Excerpts from point annotation data:
____
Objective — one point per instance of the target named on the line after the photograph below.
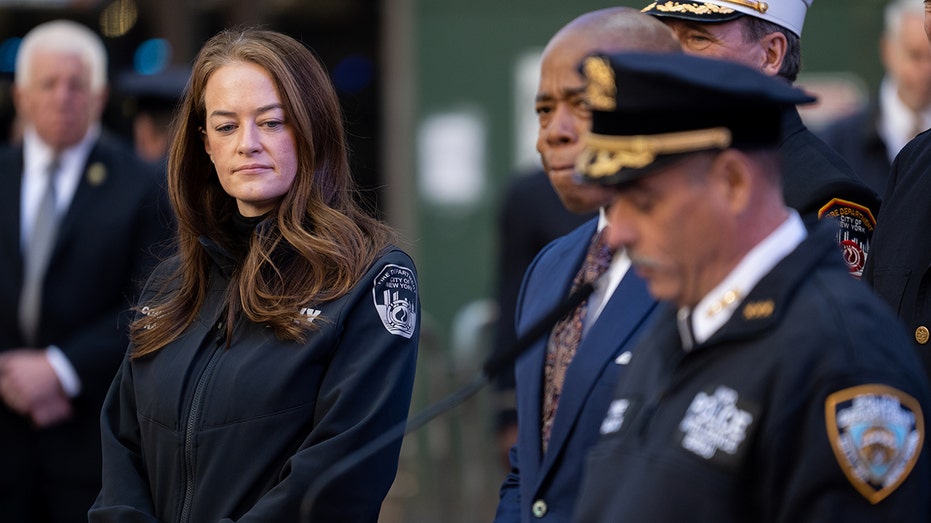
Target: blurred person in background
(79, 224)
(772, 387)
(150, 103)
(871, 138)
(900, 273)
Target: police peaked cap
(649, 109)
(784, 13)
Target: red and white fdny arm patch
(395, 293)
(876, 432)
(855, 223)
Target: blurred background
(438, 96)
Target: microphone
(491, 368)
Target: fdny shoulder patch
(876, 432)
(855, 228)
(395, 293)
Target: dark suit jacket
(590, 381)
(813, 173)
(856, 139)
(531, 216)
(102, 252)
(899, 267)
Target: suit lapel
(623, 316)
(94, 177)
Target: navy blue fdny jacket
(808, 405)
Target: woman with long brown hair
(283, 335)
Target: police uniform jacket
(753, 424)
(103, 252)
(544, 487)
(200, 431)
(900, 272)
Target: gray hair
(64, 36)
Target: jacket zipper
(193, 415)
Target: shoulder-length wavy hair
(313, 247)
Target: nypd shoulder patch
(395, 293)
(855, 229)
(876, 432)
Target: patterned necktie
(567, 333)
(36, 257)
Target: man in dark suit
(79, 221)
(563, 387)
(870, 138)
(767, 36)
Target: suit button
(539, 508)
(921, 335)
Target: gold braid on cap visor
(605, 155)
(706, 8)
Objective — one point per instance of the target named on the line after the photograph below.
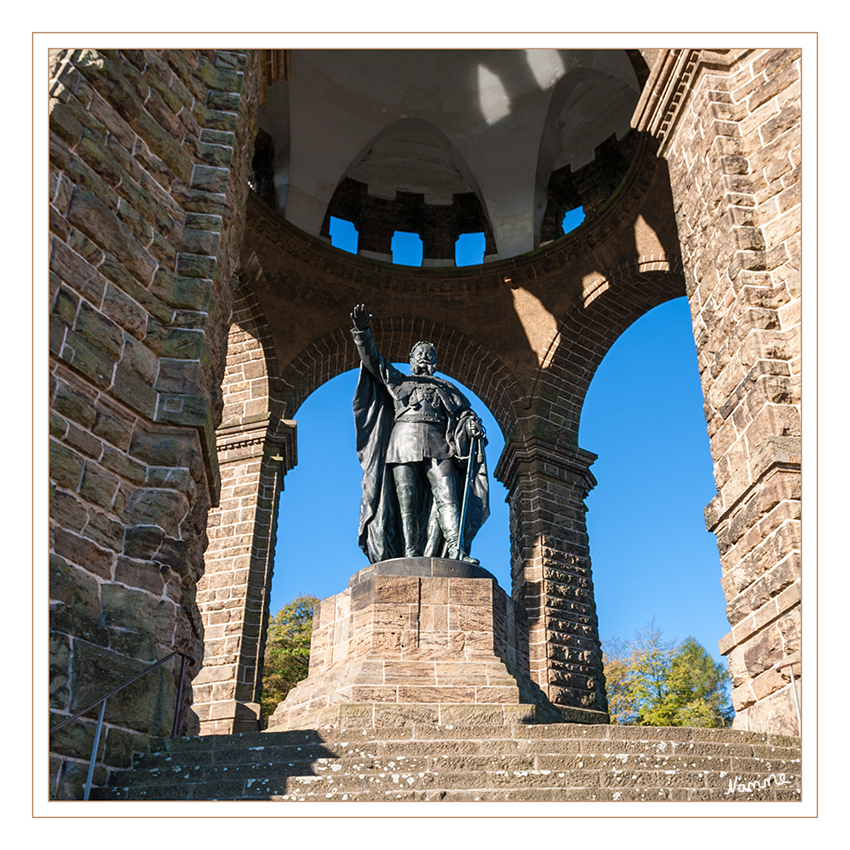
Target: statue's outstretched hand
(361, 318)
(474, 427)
____
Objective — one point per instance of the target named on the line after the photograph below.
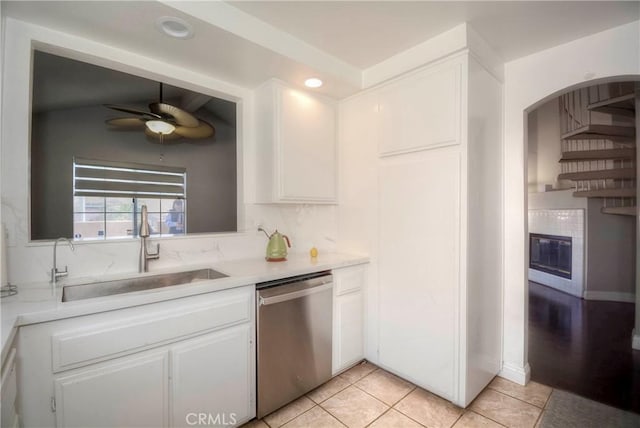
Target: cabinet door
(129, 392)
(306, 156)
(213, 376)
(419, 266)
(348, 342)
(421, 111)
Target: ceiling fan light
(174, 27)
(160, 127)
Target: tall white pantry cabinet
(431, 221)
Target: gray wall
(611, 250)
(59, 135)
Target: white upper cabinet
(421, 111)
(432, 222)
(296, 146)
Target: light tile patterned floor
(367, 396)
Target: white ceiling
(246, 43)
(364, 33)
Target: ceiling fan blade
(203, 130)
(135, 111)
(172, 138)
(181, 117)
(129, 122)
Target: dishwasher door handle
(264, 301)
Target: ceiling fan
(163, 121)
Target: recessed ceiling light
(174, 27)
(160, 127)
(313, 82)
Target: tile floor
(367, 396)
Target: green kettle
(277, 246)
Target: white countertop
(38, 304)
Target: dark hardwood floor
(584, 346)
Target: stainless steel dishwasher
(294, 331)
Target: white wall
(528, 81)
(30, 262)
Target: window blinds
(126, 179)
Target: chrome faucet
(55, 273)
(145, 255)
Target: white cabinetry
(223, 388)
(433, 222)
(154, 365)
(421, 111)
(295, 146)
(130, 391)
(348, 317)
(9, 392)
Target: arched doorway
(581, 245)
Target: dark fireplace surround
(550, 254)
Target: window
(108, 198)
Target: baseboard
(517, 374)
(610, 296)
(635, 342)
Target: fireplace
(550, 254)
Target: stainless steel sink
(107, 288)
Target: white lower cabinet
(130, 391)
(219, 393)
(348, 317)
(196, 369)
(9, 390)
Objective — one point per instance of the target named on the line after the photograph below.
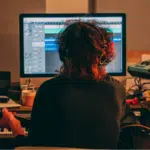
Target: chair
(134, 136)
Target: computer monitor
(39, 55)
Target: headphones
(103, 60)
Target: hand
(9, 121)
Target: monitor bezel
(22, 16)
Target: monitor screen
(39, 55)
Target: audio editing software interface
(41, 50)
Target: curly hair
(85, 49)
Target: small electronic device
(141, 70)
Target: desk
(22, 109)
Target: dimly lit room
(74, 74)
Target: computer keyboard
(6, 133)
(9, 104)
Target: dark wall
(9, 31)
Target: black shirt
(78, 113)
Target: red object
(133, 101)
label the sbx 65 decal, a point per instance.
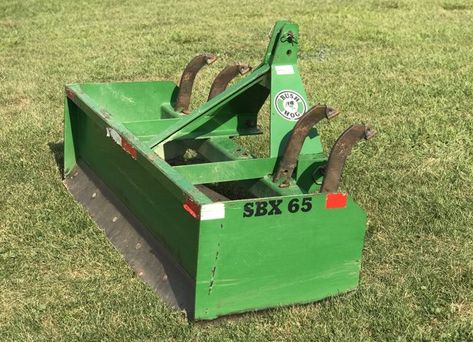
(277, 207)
____
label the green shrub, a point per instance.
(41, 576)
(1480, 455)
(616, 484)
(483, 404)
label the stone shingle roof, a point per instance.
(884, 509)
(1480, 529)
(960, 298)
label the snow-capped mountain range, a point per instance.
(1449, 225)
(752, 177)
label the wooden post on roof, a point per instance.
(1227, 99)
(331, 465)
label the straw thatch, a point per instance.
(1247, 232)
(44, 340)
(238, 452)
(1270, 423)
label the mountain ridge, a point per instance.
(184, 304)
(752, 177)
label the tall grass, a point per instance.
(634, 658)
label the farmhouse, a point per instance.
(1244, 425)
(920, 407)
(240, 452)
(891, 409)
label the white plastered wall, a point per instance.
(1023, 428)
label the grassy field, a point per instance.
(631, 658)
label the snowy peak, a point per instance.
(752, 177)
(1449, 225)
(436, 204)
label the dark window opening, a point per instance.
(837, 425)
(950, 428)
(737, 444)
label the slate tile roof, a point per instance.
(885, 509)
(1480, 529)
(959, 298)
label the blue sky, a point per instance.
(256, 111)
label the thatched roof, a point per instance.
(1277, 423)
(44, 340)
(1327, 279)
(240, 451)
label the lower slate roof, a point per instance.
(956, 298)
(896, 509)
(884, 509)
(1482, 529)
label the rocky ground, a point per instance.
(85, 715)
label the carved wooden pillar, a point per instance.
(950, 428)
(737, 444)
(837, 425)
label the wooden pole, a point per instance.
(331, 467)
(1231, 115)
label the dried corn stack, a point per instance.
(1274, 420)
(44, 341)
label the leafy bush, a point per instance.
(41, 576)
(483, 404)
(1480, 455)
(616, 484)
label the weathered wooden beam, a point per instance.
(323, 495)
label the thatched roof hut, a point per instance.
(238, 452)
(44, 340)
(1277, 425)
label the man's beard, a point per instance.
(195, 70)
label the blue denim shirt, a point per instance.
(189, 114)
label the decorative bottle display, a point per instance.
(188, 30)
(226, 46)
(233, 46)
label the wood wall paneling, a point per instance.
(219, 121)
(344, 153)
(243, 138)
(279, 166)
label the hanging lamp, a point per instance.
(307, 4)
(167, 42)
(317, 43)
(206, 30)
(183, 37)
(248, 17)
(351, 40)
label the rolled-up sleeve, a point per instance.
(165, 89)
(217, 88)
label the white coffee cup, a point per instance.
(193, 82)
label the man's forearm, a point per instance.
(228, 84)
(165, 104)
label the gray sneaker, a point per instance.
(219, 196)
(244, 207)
____
Given request> Report each line in the material that contains the word "dishwasher".

Response below>
Target: dishwasher door handle
Target: stainless steel dishwasher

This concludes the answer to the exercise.